_EXERCISES TO COMPLETE_
1 – In the review of the documentary Fatal Distraction, how old was the son of Justin Ross Harris when he died?
2 – Replace "prosecution" with "trial" in the stretch of the Fatal Distraction review from "At one level, the" up to and including "alone, sans child.", then write out that stretch.
3 – Carry the review of the documentary Fatal Distraction forward from its last sentence.

A compelling exposé of the tragedy of hot car deaths, a trial, and available solutions to avoidable harm
Child vehicular heatstroke. Since 1990, 940 children in the United States have died in hot cars. The average number of deaths per year: 39 or one every 9 days! (Source: KidsAndCars.org)
If you are among those who are appalled by these staggering statistics and who find it inconceivable and unforgivable that a parent would abandon their child in a hot car to die, think and feel again...just as I did...after watching FATAL DISTRACTION, Susan Morgan Cooper's gripping documentary on a national crisis that begs for resolution.
In a March 2009 Washington Post feature article (Fatal Distraction: Forgetting a Child in the Backseat of a Car Is a Horrifying Mistake. Is It a Crime?) that earned him a Pulitzer Prize, Gene Weingarten opened the door of understanding about the complexities of this issue. The article, covering the harrowing experiences of several couples whose children perished in a hot car and offering scientific explanations for the problem, in turn, reenforced the advocacy of practical initiatives to prevent the occurrence of these family tragedies.
It takes a special kind of insight and film making prowess ~ and conscience ~ to translate the emotional magnitude of such losses. Cooper, an acclaimed documentary film director and producer (Mirjana- One Girl's Journey, An Unlikely Weapon, To the Moon and Back) has done just that in her latest work, FATAL DISTRACTION.
As is the case in her earlier films, Cooper delivers a compelling and multi-layered work that, in Weingarten's terms, challenges our concepts of crime, punishment, and mercy.
At one level, the film focuses on the 2016 prosecution and conviction in Cobb County, Georgia of Justin Ross Harris for the death (two years earlier) of his 22-month-old son, Cooper. Harris was sentenced to life in prison without parole after a jury found him guilty of intentionally leaving Cooper inside his SUV, strapped in a rear-facing car seat.
At the same time, the story revolves around the experience of the mother left alone, sans child.
If one can say that a documentary has a star, then Leanna Harris, Cooper's mother, is the centerpiece of this film, sharing with astonishing candor and intensity her version of the events from the time of the tragedy to the subsequent trial of her ex-husband. Her pain is palpable and her passion for justice is inspiring.
Alexandra Cooper's camera captures the emotion and indomitable spirit of this grieving mother while footage assembled from the days of despair (home movies, the discovery of the child, the harrowing interrogation of the father, the notification of the mother) interweaves and conveys the agonizing trajectory of dismay, grief, and despair.

_ENTRIES SUPPLIED_

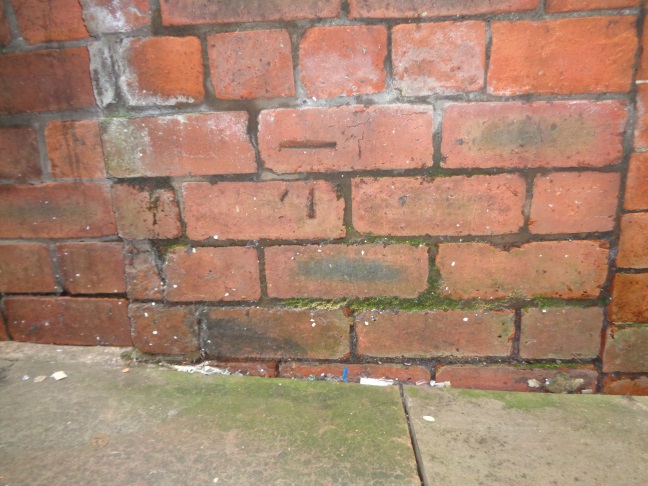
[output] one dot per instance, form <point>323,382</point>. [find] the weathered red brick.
<point>179,145</point>
<point>67,320</point>
<point>206,274</point>
<point>625,349</point>
<point>162,71</point>
<point>252,64</point>
<point>92,268</point>
<point>19,157</point>
<point>74,149</point>
<point>434,333</point>
<point>161,329</point>
<point>26,267</point>
<point>574,202</point>
<point>539,134</point>
<point>253,210</point>
<point>562,56</point>
<point>562,333</point>
<point>425,8</point>
<point>336,271</point>
<point>511,378</point>
<point>46,21</point>
<point>56,210</point>
<point>636,196</point>
<point>478,205</point>
<point>190,12</point>
<point>629,298</point>
<point>146,211</point>
<point>335,372</point>
<point>561,269</point>
<point>343,60</point>
<point>262,333</point>
<point>45,81</point>
<point>440,57</point>
<point>346,138</point>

_ANSWERS IN ORDER_
1 – He was 22 months old.

2 –
At one level, the film focuses on the 2016 trial and conviction in Cobb County, Georgia of Justin Ross Harris for the death (two years earlier) of his 22-month-old son, Cooper. Harris was sentenced to life in prison without parole after a jury found him guilty of intentionally leaving Cooper inside his SUV, strapped in a rear-facing car seat.
At the same time, the story revolves around the experience of the mother left alone, sans child.

3 –
On another level, there is a clear point of view in this film regarding Harris's trial ~ that it was a travesty of justice, facilitated by deficiencies in the investigative process and aggravated further by the court-TV circus with which we've become all too familiar that sensationalizes a trial, passes summary judgment on the accused, and revels in its own sense of self-importance. The viewer cannot help but be appalled by the TV footage of such flagrant violators of decency as Nancy Grace and Jane Velez-Mitchell who mercilessly indict the objects of their indignation.
Cooper counters with ample evidence of what she concludes are the failures of a legal system gone awry that allowed a man to be wrongfully convicted for what science would judge an accident.
To her credit ~ and here is a third level that defines the importance of the film ~ she bolsters her case with testimonials from other couples who have endured similar circumstances and, most importantly, with explanations from experts who provide critical perspectives on why such tragedies occur.
We learn about the irony of technological change ~ the results of equipping cars with air bags and thus shifting children from the front seat of the car to the rear and then in car seats positioned out of the driver's view. We learn that a simple solution exists ~ the placement by auto manufacturers of car warning systems or hot car sensors ~ that amazingly has been opposed by the U.S. Auto Alliance and the Association of Global Automakers.
We learn from Dr. David Diamond, a behavioral neuroscientist at the University of South Florida and a leading expert on memory lapse, the gut-wrenching incidents covered in the film reflect flaws of human brain processing that could and should be mitigated by the above proposed technological applications.
The documentary has deservedly prompted discussion on the issue of hot car deaths on programs on major media channels, NBC, CBS, ABC.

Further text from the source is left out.